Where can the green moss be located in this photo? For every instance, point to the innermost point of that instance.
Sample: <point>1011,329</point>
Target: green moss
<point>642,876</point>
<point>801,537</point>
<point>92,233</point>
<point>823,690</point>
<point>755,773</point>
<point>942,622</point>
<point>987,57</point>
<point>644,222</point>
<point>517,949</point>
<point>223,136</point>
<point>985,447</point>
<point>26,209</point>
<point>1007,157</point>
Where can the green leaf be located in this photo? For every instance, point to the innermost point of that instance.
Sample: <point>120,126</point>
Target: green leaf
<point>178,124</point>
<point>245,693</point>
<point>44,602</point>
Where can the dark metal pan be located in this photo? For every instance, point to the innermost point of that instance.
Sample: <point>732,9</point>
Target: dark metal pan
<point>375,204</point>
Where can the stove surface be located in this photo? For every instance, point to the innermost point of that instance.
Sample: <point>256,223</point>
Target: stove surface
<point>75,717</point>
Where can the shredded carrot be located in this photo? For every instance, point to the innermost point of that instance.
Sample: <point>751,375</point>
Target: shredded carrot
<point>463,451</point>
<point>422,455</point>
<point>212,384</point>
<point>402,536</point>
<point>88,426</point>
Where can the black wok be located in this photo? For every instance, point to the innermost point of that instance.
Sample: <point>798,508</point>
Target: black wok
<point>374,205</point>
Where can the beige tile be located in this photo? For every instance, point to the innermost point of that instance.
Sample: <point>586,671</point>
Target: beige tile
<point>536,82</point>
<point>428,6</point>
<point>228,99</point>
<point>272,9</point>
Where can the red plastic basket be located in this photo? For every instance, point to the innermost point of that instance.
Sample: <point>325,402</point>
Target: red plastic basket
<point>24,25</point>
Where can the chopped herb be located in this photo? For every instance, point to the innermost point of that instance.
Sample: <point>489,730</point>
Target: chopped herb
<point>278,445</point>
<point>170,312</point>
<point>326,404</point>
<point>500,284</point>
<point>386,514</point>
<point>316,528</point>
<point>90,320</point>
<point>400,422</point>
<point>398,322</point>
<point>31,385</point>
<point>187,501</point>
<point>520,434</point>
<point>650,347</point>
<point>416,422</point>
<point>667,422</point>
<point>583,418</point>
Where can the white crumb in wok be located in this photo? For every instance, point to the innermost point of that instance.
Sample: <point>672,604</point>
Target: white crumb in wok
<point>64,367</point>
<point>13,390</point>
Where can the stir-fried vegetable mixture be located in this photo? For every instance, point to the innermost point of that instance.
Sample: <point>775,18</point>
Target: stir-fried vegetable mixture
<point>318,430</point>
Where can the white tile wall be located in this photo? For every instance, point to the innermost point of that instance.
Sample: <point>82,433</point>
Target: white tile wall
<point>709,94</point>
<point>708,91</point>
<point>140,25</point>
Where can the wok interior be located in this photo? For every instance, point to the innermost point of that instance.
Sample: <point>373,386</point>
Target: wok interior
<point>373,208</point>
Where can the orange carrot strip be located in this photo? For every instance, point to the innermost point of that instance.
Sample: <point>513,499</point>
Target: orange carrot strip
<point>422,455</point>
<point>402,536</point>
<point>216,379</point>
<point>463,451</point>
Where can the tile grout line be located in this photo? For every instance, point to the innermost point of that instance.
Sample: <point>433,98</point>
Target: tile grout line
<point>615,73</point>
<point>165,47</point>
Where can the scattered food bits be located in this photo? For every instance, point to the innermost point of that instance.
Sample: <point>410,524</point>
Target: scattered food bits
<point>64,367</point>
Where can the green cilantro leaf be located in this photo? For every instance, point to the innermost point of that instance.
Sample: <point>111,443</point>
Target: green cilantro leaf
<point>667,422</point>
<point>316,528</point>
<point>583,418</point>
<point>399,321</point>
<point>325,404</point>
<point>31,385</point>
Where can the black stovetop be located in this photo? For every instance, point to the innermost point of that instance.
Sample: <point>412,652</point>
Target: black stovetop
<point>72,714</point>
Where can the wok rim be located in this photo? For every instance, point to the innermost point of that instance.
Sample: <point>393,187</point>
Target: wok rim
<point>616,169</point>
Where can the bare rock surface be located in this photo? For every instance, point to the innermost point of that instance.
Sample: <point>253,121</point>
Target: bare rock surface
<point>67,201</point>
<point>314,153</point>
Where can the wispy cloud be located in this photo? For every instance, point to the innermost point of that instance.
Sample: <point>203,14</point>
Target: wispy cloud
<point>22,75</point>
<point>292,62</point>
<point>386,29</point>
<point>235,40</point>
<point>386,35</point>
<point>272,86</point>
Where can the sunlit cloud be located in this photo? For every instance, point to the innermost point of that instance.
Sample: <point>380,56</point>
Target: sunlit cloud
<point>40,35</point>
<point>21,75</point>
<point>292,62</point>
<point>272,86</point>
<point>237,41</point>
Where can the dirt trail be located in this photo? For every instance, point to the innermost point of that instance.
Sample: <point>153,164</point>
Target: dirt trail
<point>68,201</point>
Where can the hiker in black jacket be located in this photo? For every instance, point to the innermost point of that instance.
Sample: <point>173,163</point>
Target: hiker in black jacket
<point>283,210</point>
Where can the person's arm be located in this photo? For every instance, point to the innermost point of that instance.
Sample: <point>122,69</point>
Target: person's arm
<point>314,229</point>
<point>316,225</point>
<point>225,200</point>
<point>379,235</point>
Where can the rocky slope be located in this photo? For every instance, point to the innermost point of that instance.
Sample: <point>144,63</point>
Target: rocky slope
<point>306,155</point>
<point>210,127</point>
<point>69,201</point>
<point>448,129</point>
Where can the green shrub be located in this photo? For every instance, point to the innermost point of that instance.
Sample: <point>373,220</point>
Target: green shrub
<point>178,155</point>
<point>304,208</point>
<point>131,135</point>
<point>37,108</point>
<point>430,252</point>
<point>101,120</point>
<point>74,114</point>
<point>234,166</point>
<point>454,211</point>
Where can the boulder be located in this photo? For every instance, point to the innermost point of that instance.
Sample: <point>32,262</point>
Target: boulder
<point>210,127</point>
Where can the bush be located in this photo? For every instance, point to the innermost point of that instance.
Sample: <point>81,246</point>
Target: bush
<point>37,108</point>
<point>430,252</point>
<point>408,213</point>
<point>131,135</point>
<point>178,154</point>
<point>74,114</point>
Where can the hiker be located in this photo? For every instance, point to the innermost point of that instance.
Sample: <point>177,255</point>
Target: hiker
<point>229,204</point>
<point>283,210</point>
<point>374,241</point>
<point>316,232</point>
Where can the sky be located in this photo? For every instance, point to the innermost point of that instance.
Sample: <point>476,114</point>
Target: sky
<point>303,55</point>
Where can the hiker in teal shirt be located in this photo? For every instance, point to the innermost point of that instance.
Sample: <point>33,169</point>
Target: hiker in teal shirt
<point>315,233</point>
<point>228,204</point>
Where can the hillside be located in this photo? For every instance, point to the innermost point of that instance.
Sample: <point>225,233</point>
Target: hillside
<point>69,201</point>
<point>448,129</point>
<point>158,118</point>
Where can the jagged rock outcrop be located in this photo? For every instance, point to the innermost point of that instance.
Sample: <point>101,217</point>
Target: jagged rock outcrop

——————————

• TASK STATEMENT:
Return exactly, and only, the lines above starting at the line that contains "Sample: <point>203,14</point>" and ending at the line that contains "Sample: <point>380,56</point>".

• RESULT BELOW:
Sample: <point>203,14</point>
Target: wispy cloud
<point>22,75</point>
<point>292,62</point>
<point>386,29</point>
<point>235,40</point>
<point>386,35</point>
<point>272,86</point>
Where can the sunlit cloud be located in this photo? For every instance, point to the innermost point of that instance.
Sample: <point>380,56</point>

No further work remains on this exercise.